*** Passage given
# Firearm changes in Zone 3



## ENCORE (Sep 19, 2005)

With the latest change to allow certain straight walled cartridges in southern MI for the regular firearm season, it appears that some may be getting the wrong information.... to an extent.

I'm hearing that because of this change, some *Zone 3* hunters feel it is now LEGAL to use a muzzleloader with smokeless propellant and during the regular firearm deer season.

What's the real scoop on this? I haven't read where a muzzleloader with smokeless propellant can be used in ZONE 3, during the regular firearm season (Nov 15 - 30).

Hopefully an officer can answer this correctly for me (us).


----------



## malainse (Sep 2, 2002)

In reading the law nothing changed on Muzzys in the Limited (shotgun) zone. As you stated only mentions new legal straight-walled centerfire. 
So, I would say no on the smokeless.

Just to make sure not a catch-22 I called Lansing. Per Law Enforcement division we are correct. 

........


----------



## ENCORE (Sep 19, 2005)

Thank you.


----------



## BUSTA'YOTE (Aug 26, 2003)

ENCORE said:


> With the latest change to allow certain straight walled cartridges in southern MI for the regular firearm season, it appears that some may be getting the wrong information.... to an extent.
> 
> I'm hearing that because of this change, some *Zone 3* hunters feel it is now LEGAL to use a muzzleloader with smokeless propellant and during the regular firearm deer season.
> 
> ...



You are getting "Zone 3" confused with the "Limited Firearm Deer Zone" they are two different things. Look at a map.

The northern most counties in Zone 3, or parts therof, are above the "Limited Firearms Deer Zone" boundary. This would be what is considered part of the "North of Limited Firearms Deer Zone".

So to say that one cannot use smokeless powder in a muzzleloader during the Regular Firearm Deer Season in Zone 3, is not a true statement. There are parts of Zone 3 where it is perfectly legal, even in the eyes of the DNR Law Division.

Go to page 12 in the 2014 Michigan Hunting and Trapping Digest, there is a map.

http://www.michigan.gov/dnr/0,1607,7-153-10371_14724---,00.html


----------
******
*** Given entries
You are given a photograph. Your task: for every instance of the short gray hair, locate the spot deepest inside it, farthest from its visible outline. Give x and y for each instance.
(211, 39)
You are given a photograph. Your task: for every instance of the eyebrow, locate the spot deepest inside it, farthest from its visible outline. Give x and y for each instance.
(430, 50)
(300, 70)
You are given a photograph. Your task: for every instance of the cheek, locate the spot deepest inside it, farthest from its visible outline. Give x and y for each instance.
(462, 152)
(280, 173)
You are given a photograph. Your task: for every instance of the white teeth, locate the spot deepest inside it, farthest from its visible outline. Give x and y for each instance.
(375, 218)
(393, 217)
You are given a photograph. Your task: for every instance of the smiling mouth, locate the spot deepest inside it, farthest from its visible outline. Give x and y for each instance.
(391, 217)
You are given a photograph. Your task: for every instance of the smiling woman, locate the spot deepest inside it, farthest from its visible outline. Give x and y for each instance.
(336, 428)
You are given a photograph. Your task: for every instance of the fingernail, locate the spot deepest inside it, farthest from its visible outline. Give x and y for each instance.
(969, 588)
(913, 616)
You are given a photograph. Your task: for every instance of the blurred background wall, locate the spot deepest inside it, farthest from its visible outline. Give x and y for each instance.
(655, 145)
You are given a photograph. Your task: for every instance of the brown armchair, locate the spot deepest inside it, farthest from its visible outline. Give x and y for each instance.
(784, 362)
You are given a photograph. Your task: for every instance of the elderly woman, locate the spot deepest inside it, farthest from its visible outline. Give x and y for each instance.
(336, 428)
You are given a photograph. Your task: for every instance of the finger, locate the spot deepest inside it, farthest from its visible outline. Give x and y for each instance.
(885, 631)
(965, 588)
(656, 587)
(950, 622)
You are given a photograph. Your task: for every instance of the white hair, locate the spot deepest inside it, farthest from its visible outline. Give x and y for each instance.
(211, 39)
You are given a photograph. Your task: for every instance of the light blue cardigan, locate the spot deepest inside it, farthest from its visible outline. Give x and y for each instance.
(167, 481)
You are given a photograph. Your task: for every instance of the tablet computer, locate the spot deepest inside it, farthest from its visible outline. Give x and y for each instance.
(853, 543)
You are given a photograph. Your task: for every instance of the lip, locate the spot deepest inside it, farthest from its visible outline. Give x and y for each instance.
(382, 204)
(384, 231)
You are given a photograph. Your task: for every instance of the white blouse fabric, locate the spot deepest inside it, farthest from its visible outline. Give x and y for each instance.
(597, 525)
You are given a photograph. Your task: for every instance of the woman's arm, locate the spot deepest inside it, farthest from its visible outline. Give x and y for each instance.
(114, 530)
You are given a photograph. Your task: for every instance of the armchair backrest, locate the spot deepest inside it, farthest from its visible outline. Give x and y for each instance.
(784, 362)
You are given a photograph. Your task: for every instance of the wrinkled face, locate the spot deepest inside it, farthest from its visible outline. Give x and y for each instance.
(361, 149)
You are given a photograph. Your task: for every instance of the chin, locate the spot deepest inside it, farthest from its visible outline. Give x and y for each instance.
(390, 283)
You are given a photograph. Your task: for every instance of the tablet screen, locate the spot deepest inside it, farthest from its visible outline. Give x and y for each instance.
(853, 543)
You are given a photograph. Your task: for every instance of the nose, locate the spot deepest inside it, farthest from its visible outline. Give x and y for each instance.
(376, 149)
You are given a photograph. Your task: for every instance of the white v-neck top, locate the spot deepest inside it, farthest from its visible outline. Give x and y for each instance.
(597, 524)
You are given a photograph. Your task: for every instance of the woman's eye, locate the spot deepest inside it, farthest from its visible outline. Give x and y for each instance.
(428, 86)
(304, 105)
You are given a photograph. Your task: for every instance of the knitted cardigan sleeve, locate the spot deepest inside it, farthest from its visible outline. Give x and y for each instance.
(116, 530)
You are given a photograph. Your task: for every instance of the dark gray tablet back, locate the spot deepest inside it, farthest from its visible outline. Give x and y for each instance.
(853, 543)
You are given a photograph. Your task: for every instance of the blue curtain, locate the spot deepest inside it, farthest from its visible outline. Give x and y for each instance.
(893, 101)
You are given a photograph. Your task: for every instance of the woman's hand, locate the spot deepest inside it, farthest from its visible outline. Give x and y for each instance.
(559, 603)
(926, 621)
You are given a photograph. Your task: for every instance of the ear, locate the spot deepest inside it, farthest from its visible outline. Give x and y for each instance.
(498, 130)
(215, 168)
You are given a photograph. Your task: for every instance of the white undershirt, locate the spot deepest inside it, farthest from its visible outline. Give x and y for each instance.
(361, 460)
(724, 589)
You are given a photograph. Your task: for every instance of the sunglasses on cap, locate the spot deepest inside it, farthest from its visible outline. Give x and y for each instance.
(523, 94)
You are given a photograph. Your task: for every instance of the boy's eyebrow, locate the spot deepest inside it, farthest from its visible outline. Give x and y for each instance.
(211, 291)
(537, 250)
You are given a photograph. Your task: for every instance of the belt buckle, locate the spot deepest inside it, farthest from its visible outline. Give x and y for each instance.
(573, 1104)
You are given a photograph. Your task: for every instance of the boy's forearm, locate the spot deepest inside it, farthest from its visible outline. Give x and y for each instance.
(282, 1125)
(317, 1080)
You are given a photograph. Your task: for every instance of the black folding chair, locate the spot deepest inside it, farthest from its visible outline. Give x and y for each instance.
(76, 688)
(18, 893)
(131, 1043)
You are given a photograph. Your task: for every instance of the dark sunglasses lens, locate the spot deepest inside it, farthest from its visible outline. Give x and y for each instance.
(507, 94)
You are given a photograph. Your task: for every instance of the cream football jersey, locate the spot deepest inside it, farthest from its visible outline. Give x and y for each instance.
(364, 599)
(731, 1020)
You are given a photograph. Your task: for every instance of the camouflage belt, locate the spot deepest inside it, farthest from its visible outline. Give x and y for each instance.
******
# Required tasks
**1.** Summarize the Zone 3 firearm thread in two sentences.
**2.** Print the part of the Zone 3 firearm thread from "What's the real" to "legal straight-walled centerfire.".

# Exercise responses
**1.** A poster asked whether a new rule allowing certain straight-walled cartridges in southern Michigan during the regular firearm season means Zone 3 hunters may now use muzzleloaders with smokeless propellant, and a reply said nothing changed for muzzleloaders in the Limited (shotgun) zone, which Lansing's Law Enforcement division confirmed. Another reply said Zone 3 and the Limited Firearm Deer Zone are two different things, so smokeless powder in a muzzleloader is legal in the parts of Zone 3 north of that boundary, and pointed to the map on page 12 of the 2014 Michigan Hunting and Trapping Digest.

**2.**
What's the real scoop on this? I haven't read where a muzzleloader with smokeless propellant can be used in ZONE 3, during the regular firearm season (Nov 15 - 30).

Hopefully an officer can answer this correctly for me (us).


----------



## malainse (Sep 2, 2002)

In reading the law nothing changed on Muzzys in the Limited (shotgun) zone. As you stated only mentions new legal straight-walled centerfire.